Excerpt provided —
OPay has opened applications for its 2026 Innovation Challenge. This initiative says a lot about where African tech stands today. OPay has folded the challenge into its OPay Scholars plan, a ₦1.2 billion, 10-year education commitment that now combines scholarships, skills training, mentorship, and job pathways for students in Nigeria.
The offer
The challenge gives students a strong reason to take it seriously. OPay says the top team will get a ₦10 million project grant and a ₦300,000 scholarship award. The second team will get ₦5 million and a ₦300,000 scholarship award. The third team will get ₦3 million and a ₦300,000 scholarship award. OPay also promises media exposure, prototype support, mentorship, and access to OPay Futures, its career and placement track. That makes the programme closer to an early talent pipeline than a one-off prize event.

Problem 1 —
From the OPay Innovation Challenge article, list everything OPay promises teams besides the grants and scholarship awards.
Problem 2 —
Repeat everything in the OPay Innovation Challenge article from "OPay has opened" down to "one-off prize event.".

Dataset content —
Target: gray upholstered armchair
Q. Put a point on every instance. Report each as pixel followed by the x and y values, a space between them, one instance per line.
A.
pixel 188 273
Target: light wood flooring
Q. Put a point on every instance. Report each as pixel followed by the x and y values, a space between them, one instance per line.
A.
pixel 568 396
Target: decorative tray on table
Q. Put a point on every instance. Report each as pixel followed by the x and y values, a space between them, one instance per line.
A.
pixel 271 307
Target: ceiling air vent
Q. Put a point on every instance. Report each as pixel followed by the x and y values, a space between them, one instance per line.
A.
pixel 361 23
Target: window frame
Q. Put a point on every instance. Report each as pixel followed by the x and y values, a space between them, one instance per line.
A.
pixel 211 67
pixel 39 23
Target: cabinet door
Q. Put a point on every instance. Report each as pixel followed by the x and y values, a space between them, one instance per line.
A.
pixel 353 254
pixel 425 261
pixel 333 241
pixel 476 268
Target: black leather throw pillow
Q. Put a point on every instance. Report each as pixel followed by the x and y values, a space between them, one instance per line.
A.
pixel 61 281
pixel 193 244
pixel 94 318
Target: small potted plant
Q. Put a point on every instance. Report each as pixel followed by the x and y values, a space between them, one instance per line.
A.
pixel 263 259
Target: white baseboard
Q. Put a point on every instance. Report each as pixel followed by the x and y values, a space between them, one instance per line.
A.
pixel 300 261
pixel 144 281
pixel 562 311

Your solution 1 —
- Media exposure
- Prototype support
- Mentorship
- Access to OPay Futures, its career and placement track

Your solution 2 —
OPay has opened applications for its 2026 Innovation Challenge. This initiative says a lot about where African tech stands today. OPay has folded the challenge into its OPay Scholars plan, a ₦1.2 billion, 10-year education commitment that now combines scholarships, skills training, mentorship, and job pathways for students in Nigeria.
The offer
The challenge gives students a strong reason to take it seriously. OPay says the top team will get a ₦10 million project grant and a ₦300,000 scholarship award. The second team will get ₦5 million and a ₦300,000 scholarship award. The third team will get ₦3 million and a ₦300,000 scholarship award. OPay also promises media exposure, prototype support, mentorship, and access to OPay Futures, its career and placement track. That makes the programme closer to an early talent pipeline than a one-off prize event.